▶ _GOAL A_: Retype the rows from their first line through the line containing "pixel 99 69", including both of those lines, and leave the pictures out.

▶ _DOCUMENT EXCERPT_:
## BEGIN

Black Girl from Pyongyang: In Search of my IdentityBy Monica MaciasDuckworth, 2023

There is a dearth of authentic narratives about life in contemporary North Korea. It remains among the world’s most closed countries. The scanty evidence we do have is based primarily on a mix of diplomatic reports, (not very representative) defector memories (invariably renumerated for sensationalism), and the sparse observations of rare visitors. Travel stories follow the DPRK’s spasmodic periods of socialist tourism, but naturally these tend to be partisan. Indeed, accounts from dictatorships are complex sources for IR students. The author knows South Korea well (having written an account of the UN Cemetery at Pusan) but served only a month in the DPRK assisting the International Atomic Energy Authority (IAEA). From that experience, I would suggest that in contrast to most UN assignments involving fluid contact with local staff, service in DPRK is a little more akin to life as an astronaut. We might as well have been on the moon, for all the genuine contact we had with local North Koreans. All resources had to be provisioned by the agency, and save for some DPRK military officers minding us, we were the sole inhabitants of a hotel which, in winter, still had no heating and very little electricity. The contact we had with DPRK interlocuters was limited to staccato conversions on very basic issues of operational protocol.

## END

▶ _RECORDS SUPPLIED_:
## BEGIN

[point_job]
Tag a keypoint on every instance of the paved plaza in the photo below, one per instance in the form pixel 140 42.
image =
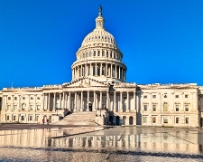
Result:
pixel 98 144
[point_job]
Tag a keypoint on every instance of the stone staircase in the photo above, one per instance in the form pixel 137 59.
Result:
pixel 78 118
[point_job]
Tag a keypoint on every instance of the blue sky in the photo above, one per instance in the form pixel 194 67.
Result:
pixel 162 41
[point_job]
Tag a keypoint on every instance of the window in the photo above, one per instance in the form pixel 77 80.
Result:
pixel 177 107
pixel 177 120
pixel 186 120
pixel 165 120
pixel 144 119
pixel 154 107
pixel 165 107
pixel 23 106
pixel 22 118
pixel 186 108
pixel 8 107
pixel 38 107
pixel 154 119
pixel 145 107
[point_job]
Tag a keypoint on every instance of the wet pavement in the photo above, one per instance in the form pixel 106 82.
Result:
pixel 113 144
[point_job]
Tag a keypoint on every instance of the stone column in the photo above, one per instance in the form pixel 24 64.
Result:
pixel 121 102
pixel 172 102
pixel 94 101
pixel 119 72
pixel 81 102
pixel 88 98
pixel 114 102
pixel 100 99
pixel 54 106
pixel 75 102
pixel 107 100
pixel 63 105
pixel 128 105
pixel 101 69
pixel 106 68
pixel 111 71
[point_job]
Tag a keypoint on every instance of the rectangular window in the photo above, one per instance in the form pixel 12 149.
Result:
pixel 154 119
pixel 177 107
pixel 186 120
pixel 145 107
pixel 144 119
pixel 8 107
pixel 22 117
pixel 14 107
pixel 165 120
pixel 154 107
pixel 186 108
pixel 38 107
pixel 177 120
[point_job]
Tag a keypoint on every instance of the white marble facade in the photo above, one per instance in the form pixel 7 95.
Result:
pixel 99 81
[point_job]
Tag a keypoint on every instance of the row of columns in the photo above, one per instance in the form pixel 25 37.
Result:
pixel 100 53
pixel 72 104
pixel 99 69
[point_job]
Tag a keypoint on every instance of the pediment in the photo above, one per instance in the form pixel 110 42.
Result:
pixel 85 82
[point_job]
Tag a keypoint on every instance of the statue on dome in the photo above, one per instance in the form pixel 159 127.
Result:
pixel 100 10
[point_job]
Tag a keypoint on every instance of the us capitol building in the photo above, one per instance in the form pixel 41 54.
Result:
pixel 99 93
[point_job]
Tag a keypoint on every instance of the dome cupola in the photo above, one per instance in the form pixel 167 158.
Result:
pixel 99 57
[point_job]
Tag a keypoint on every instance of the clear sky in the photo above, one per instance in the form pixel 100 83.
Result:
pixel 161 40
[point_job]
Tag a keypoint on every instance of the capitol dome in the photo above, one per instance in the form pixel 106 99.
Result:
pixel 99 57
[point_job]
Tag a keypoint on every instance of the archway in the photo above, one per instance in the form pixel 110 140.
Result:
pixel 131 120
pixel 111 119
pixel 90 106
pixel 124 120
pixel 117 120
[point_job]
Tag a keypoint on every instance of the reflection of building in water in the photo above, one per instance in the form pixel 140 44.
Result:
pixel 99 81
pixel 179 142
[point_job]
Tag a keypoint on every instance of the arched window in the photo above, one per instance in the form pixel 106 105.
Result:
pixel 23 106
pixel 98 71
pixel 94 70
pixel 165 106
pixel 103 70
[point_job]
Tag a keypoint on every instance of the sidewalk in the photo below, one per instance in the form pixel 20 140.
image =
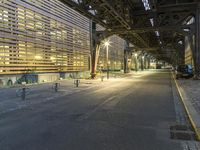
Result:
pixel 189 91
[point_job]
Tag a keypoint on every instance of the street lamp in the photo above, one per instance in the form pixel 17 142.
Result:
pixel 106 44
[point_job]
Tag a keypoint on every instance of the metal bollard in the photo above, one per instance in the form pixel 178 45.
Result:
pixel 77 82
pixel 56 87
pixel 102 78
pixel 23 94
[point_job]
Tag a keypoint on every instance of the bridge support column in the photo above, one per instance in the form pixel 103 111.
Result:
pixel 95 48
pixel 196 53
pixel 126 53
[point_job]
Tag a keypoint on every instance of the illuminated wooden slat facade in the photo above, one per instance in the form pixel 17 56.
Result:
pixel 41 36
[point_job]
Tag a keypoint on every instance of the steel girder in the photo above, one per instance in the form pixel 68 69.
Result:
pixel 129 20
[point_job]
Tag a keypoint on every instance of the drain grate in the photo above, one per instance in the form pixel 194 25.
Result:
pixel 182 132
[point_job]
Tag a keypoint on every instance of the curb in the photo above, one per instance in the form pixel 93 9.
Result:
pixel 189 114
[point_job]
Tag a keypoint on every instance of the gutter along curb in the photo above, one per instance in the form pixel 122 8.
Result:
pixel 192 114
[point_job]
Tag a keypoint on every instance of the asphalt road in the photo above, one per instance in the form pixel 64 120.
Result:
pixel 134 113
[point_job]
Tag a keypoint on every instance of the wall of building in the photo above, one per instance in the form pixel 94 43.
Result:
pixel 46 38
pixel 42 36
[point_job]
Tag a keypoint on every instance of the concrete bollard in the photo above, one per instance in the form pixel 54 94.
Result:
pixel 23 92
pixel 102 78
pixel 56 86
pixel 76 82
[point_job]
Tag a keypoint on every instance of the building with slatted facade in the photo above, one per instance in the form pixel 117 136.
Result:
pixel 43 37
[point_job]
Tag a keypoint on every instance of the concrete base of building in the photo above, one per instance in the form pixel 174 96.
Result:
pixel 11 80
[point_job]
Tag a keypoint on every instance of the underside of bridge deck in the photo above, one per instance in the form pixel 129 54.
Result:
pixel 156 26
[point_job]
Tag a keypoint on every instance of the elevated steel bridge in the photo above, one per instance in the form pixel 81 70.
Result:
pixel 156 26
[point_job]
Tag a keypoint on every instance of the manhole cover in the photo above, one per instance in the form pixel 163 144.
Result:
pixel 182 132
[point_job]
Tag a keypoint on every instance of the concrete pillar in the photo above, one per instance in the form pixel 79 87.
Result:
pixel 126 46
pixel 196 54
pixel 95 48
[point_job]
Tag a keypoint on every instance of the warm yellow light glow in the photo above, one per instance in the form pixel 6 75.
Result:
pixel 135 54
pixel 107 43
pixel 52 58
pixel 38 57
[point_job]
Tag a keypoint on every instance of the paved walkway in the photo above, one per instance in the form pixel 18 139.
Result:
pixel 190 92
pixel 192 89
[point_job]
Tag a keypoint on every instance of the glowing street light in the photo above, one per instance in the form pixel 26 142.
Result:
pixel 136 61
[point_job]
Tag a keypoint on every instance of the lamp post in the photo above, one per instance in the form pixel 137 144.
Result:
pixel 107 43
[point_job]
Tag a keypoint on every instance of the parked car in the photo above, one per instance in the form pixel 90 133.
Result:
pixel 184 71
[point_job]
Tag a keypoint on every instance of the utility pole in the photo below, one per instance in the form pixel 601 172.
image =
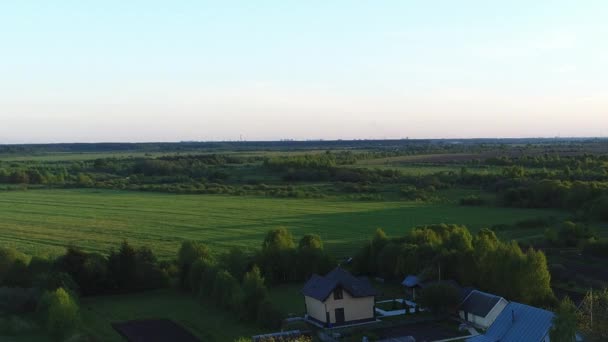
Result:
pixel 591 313
pixel 439 272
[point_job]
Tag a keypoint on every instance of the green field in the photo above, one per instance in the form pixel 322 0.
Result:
pixel 205 321
pixel 45 221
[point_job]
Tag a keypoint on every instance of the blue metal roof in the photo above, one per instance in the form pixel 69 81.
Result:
pixel 518 322
pixel 321 287
pixel 479 303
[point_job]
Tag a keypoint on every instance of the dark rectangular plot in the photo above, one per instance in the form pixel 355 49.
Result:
pixel 154 330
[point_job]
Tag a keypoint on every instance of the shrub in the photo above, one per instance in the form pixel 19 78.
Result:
pixel 61 313
pixel 471 200
pixel 8 257
pixel 268 316
pixel 17 300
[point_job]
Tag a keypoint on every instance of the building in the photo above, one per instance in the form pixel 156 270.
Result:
pixel 481 309
pixel 339 298
pixel 411 283
pixel 518 322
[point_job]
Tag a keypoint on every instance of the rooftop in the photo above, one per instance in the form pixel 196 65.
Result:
pixel 479 303
pixel 518 322
pixel 320 288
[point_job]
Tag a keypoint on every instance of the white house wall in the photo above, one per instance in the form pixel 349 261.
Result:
pixel 354 308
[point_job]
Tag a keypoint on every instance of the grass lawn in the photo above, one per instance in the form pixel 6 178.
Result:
pixel 288 298
pixel 45 221
pixel 206 322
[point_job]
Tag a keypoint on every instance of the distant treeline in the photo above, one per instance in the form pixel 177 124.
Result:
pixel 451 252
pixel 287 145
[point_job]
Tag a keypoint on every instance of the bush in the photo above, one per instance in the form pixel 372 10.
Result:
pixel 189 252
pixel 15 325
pixel 17 300
pixel 8 257
pixel 471 200
pixel 60 311
pixel 268 316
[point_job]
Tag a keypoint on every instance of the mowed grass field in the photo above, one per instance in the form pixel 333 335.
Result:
pixel 42 222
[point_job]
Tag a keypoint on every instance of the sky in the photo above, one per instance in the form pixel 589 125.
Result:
pixel 122 71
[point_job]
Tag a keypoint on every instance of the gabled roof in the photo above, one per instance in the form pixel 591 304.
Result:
pixel 518 322
pixel 479 303
pixel 320 288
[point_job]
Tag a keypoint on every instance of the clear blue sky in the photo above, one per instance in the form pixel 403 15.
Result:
pixel 200 70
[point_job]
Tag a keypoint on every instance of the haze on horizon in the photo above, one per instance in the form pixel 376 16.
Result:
pixel 75 71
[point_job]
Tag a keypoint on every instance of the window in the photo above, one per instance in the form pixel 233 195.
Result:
pixel 338 293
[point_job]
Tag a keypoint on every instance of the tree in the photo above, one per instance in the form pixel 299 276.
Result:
pixel 593 319
pixel 61 313
pixel 311 258
pixel 278 254
pixel 564 322
pixel 197 270
pixel 254 292
pixel 8 257
pixel 236 262
pixel 439 298
pixel 122 267
pixel 310 241
pixel 188 253
pixel 268 316
pixel 226 291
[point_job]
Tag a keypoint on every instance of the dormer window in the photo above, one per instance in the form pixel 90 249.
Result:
pixel 338 293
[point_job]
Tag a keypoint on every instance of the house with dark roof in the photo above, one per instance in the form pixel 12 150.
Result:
pixel 518 322
pixel 481 309
pixel 339 298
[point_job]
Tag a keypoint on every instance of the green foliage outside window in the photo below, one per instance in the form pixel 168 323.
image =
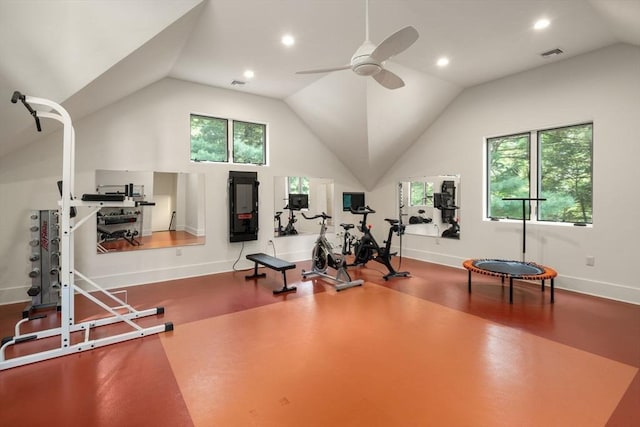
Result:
pixel 508 159
pixel 564 169
pixel 566 164
pixel 249 143
pixel 208 139
pixel 421 193
pixel 298 184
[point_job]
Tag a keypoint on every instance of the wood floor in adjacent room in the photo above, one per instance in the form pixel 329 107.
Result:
pixel 417 351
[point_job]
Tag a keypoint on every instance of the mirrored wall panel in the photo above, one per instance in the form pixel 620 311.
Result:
pixel 294 195
pixel 429 205
pixel 170 211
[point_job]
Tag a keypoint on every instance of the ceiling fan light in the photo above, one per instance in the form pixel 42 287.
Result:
pixel 541 24
pixel 288 40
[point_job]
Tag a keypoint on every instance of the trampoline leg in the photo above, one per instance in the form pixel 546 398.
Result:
pixel 510 290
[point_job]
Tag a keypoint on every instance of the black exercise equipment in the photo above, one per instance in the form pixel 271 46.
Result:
pixel 367 249
pixel 323 256
pixel 274 264
pixel 243 206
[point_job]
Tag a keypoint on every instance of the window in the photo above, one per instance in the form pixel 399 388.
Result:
pixel 421 193
pixel 298 185
pixel 210 138
pixel 249 143
pixel 558 168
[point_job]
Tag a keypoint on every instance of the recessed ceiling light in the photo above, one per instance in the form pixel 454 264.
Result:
pixel 442 62
pixel 541 24
pixel 288 40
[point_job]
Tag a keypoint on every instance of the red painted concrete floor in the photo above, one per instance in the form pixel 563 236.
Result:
pixel 410 351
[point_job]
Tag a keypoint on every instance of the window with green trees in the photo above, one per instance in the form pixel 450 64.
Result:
pixel 558 168
pixel 249 143
pixel 298 185
pixel 211 136
pixel 421 193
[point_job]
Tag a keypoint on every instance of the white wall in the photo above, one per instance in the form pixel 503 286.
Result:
pixel 604 87
pixel 149 130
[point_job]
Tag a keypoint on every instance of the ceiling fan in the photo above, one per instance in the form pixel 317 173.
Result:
pixel 369 59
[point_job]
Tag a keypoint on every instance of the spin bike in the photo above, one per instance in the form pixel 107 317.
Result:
pixel 323 256
pixel 367 249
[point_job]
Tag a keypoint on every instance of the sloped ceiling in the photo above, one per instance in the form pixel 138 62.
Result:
pixel 87 54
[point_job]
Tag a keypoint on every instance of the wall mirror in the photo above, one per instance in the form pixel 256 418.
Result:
pixel 429 205
pixel 173 215
pixel 296 194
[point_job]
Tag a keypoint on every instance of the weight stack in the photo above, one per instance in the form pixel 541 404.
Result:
pixel 45 261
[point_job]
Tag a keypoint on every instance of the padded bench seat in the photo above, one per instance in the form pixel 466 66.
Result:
pixel 274 264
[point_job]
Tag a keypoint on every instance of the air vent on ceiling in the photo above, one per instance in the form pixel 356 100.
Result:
pixel 551 53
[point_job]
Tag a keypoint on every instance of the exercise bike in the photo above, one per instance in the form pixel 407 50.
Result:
pixel 323 256
pixel 289 229
pixel 367 249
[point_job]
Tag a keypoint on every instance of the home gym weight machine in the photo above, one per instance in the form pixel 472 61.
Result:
pixel 75 337
pixel 367 249
pixel 323 256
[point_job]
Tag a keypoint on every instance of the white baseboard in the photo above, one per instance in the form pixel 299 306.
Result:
pixel 613 291
pixel 607 290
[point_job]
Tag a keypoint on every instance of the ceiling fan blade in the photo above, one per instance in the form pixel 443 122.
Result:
pixel 395 43
pixel 325 70
pixel 388 79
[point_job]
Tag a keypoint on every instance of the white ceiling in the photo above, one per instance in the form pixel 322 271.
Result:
pixel 88 54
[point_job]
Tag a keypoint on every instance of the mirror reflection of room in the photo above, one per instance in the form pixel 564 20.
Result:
pixel 296 194
pixel 169 211
pixel 429 205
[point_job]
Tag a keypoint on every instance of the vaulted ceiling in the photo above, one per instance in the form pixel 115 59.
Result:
pixel 88 54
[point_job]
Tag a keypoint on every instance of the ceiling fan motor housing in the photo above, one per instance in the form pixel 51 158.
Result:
pixel 362 63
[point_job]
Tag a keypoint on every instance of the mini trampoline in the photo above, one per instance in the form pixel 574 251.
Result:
pixel 512 270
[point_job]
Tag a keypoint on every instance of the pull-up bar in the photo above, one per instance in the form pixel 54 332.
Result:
pixel 18 96
pixel 524 219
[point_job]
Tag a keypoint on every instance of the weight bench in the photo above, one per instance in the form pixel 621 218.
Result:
pixel 274 264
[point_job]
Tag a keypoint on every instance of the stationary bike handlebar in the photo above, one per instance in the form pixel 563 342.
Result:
pixel 361 210
pixel 17 96
pixel 323 215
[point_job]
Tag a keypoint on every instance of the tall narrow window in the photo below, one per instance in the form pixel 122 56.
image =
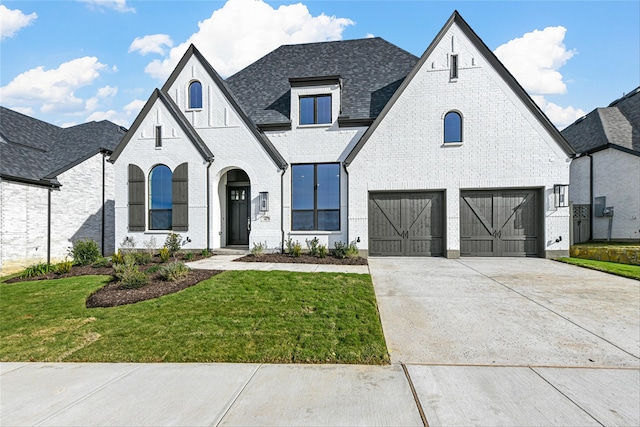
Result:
pixel 195 95
pixel 452 127
pixel 315 109
pixel 160 198
pixel 158 136
pixel 315 203
pixel 453 70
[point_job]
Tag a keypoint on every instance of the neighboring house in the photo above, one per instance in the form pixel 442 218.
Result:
pixel 355 140
pixel 55 188
pixel 606 172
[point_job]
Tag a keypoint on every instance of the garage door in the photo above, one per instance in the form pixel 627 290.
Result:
pixel 410 224
pixel 500 223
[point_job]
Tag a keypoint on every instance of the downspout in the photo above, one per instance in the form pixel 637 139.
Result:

## END

▶ _GOAL B_: In the book review, which agency did the author assist while serving in the DPRK?

▶ _WRITTEN REPLY A_:
[point_job]
Tag a keypoint on every instance of the paved plaza in the photo below, one per instance in the form pixel 140 42.
image =
Result:
pixel 98 144
[point_job]
Tag a keypoint on every instance of the stone staircase in the photo above, one per instance in the form pixel 137 59.
Result:
pixel 78 118
[point_job]
Tag a keypoint on every instance of the blue sky in the photo above, one per instance in the form pixel 194 67.
Result:
pixel 162 41
[point_job]
Tag a keypoint on every instance of the window in the photo above, one per instance in the form pixel 77 80.
Result:
pixel 177 107
pixel 177 120
pixel 186 120
pixel 165 120
pixel 144 119
pixel 154 107
pixel 165 107
pixel 23 106
pixel 22 118
pixel 186 108
pixel 8 107
pixel 38 107
pixel 154 119
pixel 145 107
[point_job]
Tag a keypoint on every instance of the wet pavement in the photo above, one per instance in the form pixel 106 82.
Result:
pixel 113 144
[point_job]
Tag a keypoint on every instance of the stone column in the photo above, one per instance in the form pixel 24 64.
Result:
pixel 121 102
pixel 172 102
pixel 94 101
pixel 119 72
pixel 81 102
pixel 88 98
pixel 114 102
pixel 100 99
pixel 54 106
pixel 75 102
pixel 107 100
pixel 63 105
pixel 128 105
pixel 101 69
pixel 106 68
pixel 111 71
[point_job]
Tag a keypoint on every instance of the rectangular window in the photo above, one per instance in the form pixel 12 149.
Result:
pixel 154 119
pixel 177 107
pixel 186 120
pixel 145 107
pixel 144 119
pixel 8 107
pixel 22 117
pixel 14 107
pixel 165 120
pixel 154 107
pixel 186 108
pixel 38 107
pixel 177 120
[point_job]
Tag a keypoint on every instance of the white marble facade in the photo above, one per instance in the form pixel 7 95.
Result:
pixel 99 81
[point_job]
Tag a keypoint on every instance of the row of columns in the photo above, one per instance in the form pixel 25 37.
Result:
pixel 100 53
pixel 72 104
pixel 99 69

▶ _WRITTEN REPLY B_: The International Atomic Energy Authority (IAEA).